Exercise material:
--- BEGIN ---
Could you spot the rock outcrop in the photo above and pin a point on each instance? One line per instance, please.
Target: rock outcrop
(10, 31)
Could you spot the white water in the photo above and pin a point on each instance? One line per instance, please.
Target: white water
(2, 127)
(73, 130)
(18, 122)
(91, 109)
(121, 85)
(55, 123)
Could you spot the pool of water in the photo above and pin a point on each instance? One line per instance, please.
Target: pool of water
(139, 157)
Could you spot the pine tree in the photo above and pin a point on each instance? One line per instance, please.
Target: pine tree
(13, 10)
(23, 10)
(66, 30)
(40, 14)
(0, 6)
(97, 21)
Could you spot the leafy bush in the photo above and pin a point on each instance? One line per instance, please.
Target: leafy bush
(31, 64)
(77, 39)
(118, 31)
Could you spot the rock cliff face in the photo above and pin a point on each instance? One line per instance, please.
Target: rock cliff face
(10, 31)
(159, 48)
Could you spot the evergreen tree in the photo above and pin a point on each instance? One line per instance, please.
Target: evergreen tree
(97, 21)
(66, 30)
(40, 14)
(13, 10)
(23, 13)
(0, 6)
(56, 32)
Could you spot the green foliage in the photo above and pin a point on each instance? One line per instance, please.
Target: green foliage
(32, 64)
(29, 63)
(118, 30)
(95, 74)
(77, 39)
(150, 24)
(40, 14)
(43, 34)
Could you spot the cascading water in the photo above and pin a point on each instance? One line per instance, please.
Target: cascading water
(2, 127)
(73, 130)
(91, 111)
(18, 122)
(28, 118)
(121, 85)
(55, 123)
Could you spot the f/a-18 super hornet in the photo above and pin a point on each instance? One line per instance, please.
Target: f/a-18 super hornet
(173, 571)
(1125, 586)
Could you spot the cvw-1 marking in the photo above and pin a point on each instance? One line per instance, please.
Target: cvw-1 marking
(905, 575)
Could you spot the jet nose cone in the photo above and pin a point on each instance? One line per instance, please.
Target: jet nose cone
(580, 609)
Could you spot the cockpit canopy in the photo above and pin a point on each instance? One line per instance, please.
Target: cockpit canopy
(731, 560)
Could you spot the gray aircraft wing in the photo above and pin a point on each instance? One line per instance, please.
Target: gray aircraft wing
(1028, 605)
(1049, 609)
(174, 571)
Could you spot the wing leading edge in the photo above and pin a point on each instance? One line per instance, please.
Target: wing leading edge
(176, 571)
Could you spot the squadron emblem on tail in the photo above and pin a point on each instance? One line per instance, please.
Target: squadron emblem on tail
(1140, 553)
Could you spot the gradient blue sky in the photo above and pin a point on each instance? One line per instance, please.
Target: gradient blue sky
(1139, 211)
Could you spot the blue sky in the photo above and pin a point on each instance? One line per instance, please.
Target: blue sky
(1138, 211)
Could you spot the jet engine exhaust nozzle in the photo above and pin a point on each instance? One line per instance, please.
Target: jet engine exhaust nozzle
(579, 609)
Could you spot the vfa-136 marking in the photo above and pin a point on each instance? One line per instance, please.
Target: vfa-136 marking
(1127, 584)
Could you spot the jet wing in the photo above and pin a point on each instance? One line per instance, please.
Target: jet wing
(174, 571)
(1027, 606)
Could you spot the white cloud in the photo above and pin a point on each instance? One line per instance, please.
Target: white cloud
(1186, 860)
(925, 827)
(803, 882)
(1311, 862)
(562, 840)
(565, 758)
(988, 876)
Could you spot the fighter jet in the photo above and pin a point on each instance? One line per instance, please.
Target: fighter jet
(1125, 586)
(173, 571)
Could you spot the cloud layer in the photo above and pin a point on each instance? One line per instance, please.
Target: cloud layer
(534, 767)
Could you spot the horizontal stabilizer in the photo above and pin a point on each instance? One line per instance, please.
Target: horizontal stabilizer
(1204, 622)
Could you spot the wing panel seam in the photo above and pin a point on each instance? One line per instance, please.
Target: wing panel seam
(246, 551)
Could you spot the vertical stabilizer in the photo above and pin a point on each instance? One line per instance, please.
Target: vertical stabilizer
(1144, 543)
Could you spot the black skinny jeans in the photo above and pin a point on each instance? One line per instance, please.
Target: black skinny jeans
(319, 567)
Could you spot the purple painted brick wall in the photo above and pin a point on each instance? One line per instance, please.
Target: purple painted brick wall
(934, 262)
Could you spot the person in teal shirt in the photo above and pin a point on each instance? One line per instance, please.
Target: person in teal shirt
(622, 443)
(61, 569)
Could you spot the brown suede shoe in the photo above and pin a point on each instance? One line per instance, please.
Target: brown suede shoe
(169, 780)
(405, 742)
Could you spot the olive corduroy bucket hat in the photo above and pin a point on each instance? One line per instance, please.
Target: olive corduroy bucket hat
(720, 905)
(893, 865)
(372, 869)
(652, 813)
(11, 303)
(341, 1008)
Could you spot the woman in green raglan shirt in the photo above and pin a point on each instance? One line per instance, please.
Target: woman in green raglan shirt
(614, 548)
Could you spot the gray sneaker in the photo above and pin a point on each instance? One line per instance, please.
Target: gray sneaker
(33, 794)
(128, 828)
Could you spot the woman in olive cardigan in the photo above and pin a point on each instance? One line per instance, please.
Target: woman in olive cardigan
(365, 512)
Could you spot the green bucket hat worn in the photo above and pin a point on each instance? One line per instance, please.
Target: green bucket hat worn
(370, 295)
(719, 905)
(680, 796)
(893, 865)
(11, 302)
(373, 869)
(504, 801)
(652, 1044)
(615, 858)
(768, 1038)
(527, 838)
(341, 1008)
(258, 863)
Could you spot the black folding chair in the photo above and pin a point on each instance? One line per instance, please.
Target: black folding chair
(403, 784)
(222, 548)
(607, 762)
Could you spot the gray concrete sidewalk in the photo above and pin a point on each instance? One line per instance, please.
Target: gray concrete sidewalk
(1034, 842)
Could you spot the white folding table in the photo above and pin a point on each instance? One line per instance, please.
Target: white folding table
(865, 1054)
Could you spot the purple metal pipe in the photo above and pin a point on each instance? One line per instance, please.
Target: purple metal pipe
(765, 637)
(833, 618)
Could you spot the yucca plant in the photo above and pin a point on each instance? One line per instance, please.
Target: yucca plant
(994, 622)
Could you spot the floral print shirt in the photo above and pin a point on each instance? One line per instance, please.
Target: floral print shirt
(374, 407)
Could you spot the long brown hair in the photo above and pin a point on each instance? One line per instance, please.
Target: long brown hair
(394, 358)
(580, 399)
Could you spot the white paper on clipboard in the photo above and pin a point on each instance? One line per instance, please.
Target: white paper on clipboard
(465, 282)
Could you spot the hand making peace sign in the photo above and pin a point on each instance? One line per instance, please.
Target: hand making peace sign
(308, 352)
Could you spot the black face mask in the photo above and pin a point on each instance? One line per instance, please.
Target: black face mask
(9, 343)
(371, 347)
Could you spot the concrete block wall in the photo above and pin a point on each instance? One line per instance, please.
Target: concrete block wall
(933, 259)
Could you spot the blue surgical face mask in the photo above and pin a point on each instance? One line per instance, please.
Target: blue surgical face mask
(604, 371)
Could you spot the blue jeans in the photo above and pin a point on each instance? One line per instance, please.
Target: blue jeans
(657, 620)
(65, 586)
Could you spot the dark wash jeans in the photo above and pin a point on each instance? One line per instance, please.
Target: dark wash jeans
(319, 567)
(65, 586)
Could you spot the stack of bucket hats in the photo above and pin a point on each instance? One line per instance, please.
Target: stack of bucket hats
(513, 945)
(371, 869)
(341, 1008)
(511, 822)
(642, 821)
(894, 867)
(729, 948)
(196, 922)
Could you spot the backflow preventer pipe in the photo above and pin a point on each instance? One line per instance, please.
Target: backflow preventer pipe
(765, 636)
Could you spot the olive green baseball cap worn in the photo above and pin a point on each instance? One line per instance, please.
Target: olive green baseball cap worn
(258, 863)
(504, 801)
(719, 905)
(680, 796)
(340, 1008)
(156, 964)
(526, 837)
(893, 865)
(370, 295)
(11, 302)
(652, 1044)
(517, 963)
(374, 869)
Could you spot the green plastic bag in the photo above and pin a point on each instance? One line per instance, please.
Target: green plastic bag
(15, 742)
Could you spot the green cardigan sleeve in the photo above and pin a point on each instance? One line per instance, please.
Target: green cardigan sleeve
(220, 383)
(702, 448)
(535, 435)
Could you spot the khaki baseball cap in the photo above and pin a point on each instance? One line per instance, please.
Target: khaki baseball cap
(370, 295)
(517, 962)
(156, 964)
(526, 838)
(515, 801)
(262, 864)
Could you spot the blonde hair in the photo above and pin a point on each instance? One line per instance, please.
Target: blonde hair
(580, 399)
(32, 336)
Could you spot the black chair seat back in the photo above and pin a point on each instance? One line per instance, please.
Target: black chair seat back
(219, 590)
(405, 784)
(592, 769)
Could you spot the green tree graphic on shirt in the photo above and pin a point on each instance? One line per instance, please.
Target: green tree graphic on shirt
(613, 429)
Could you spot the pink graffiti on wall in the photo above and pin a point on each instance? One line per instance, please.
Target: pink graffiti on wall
--- END ---
Problem statement:
Reproduce exactly the lines from the one containing "Could you spot the black chair" through the last line of the records above, including both, and nothing else.

Complete output:
Could you spot the black chair seat back in the photo above and pin a point on each instance? One line per instance, please.
Target: black chair seat back
(219, 590)
(405, 784)
(592, 769)
Could you spot the green tree graphic on shirt in the photo above and pin a point on each instance? One line per instance, please.
Target: green tree graphic on shirt
(613, 429)
Could you spot the pink graffiti on wall in the photo above and pin a point on each instance? One line per instance, please.
Target: pink graffiti on wall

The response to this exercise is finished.